== TASK INSTRUCTIONS ==
Report how many lines of the records contain the string "sign", treating uppercase and lowercase as different. Give only the number.

Coordinate annotation records

'''

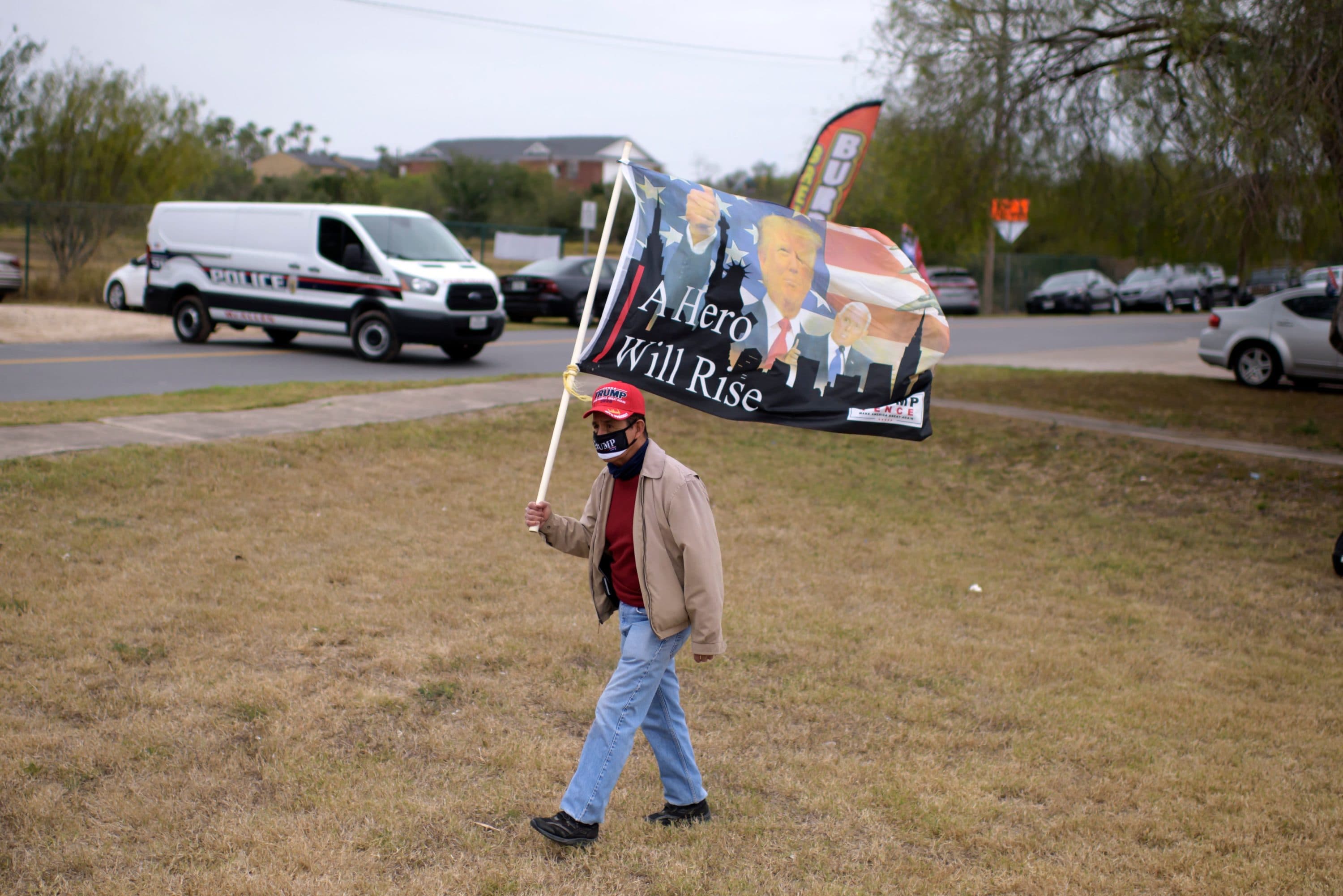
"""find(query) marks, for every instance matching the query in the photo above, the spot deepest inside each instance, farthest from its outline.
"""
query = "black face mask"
(612, 445)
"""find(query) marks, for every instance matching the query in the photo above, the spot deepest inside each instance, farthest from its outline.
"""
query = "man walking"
(653, 555)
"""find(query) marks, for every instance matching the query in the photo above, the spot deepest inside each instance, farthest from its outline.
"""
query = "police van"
(381, 276)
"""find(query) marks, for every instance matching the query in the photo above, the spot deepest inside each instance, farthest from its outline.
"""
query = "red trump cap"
(617, 401)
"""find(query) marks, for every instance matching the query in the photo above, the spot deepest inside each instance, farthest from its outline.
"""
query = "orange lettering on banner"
(1010, 209)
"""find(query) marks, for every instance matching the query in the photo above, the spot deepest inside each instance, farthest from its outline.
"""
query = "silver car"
(1286, 333)
(957, 290)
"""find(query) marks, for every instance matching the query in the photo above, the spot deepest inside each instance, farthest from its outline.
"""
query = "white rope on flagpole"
(578, 340)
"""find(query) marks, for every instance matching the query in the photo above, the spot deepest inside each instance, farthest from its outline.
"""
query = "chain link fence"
(68, 250)
(1016, 274)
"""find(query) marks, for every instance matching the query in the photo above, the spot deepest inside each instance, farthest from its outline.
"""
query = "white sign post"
(571, 371)
(587, 221)
(1009, 230)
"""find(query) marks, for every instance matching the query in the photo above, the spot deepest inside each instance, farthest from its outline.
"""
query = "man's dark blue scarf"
(632, 467)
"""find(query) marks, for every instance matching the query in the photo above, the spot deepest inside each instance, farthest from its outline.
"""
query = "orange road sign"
(1010, 209)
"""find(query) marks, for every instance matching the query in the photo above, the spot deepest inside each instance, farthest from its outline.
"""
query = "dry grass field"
(1224, 409)
(340, 664)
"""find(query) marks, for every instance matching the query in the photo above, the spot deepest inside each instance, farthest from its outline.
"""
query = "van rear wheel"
(191, 321)
(374, 337)
(281, 336)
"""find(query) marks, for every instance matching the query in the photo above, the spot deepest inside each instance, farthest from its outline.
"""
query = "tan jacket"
(676, 550)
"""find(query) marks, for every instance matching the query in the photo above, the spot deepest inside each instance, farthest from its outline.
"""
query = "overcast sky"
(372, 76)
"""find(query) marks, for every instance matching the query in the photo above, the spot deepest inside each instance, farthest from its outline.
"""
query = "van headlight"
(418, 285)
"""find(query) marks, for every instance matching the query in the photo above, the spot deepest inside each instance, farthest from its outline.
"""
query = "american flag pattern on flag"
(751, 311)
(865, 266)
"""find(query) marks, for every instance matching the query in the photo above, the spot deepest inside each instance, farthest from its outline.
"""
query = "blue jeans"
(642, 692)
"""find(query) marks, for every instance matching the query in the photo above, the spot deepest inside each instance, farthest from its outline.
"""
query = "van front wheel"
(375, 337)
(191, 321)
(462, 351)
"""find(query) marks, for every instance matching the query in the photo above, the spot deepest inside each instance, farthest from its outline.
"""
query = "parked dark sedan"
(1075, 290)
(1264, 281)
(555, 288)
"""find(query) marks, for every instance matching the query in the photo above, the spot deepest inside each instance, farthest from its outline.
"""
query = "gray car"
(1075, 290)
(1147, 288)
(1286, 333)
(955, 289)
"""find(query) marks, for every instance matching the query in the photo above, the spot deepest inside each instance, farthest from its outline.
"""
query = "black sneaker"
(565, 829)
(673, 815)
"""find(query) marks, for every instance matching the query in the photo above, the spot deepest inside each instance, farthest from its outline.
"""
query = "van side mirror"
(354, 258)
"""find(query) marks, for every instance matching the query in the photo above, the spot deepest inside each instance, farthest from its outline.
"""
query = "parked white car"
(125, 288)
(381, 276)
(11, 274)
(1286, 333)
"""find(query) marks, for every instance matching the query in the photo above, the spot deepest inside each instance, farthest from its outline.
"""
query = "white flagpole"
(582, 333)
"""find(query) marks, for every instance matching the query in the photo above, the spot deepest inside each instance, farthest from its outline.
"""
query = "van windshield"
(413, 238)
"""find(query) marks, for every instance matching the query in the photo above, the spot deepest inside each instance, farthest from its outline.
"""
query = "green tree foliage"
(1151, 129)
(15, 88)
(100, 137)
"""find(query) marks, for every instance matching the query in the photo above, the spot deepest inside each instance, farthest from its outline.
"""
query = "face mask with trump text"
(612, 445)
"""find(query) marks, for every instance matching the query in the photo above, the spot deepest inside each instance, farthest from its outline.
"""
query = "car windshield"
(1065, 281)
(547, 268)
(413, 238)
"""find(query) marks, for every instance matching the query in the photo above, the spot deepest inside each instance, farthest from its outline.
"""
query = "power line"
(577, 33)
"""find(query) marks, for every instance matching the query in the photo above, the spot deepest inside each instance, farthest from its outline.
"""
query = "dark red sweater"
(620, 542)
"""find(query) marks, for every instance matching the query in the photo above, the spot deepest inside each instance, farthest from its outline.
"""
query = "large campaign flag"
(828, 175)
(754, 312)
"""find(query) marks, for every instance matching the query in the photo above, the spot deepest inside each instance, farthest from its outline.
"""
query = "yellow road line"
(238, 354)
(132, 358)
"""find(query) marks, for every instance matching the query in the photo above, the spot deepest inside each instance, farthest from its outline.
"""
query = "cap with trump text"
(617, 401)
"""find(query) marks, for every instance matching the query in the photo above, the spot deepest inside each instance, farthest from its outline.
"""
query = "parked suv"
(381, 276)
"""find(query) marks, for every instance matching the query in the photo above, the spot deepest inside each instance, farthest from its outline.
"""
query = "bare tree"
(973, 66)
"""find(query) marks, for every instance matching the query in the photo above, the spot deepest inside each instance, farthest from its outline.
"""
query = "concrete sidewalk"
(413, 405)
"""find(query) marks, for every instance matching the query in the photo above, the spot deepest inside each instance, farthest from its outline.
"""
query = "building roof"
(363, 164)
(500, 149)
(313, 159)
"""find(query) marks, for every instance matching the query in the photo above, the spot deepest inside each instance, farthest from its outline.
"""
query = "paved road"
(47, 371)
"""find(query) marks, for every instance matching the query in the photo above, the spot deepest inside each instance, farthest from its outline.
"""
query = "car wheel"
(375, 337)
(1257, 366)
(281, 336)
(191, 321)
(462, 351)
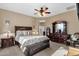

'''

== FINAL ANSWER ==
2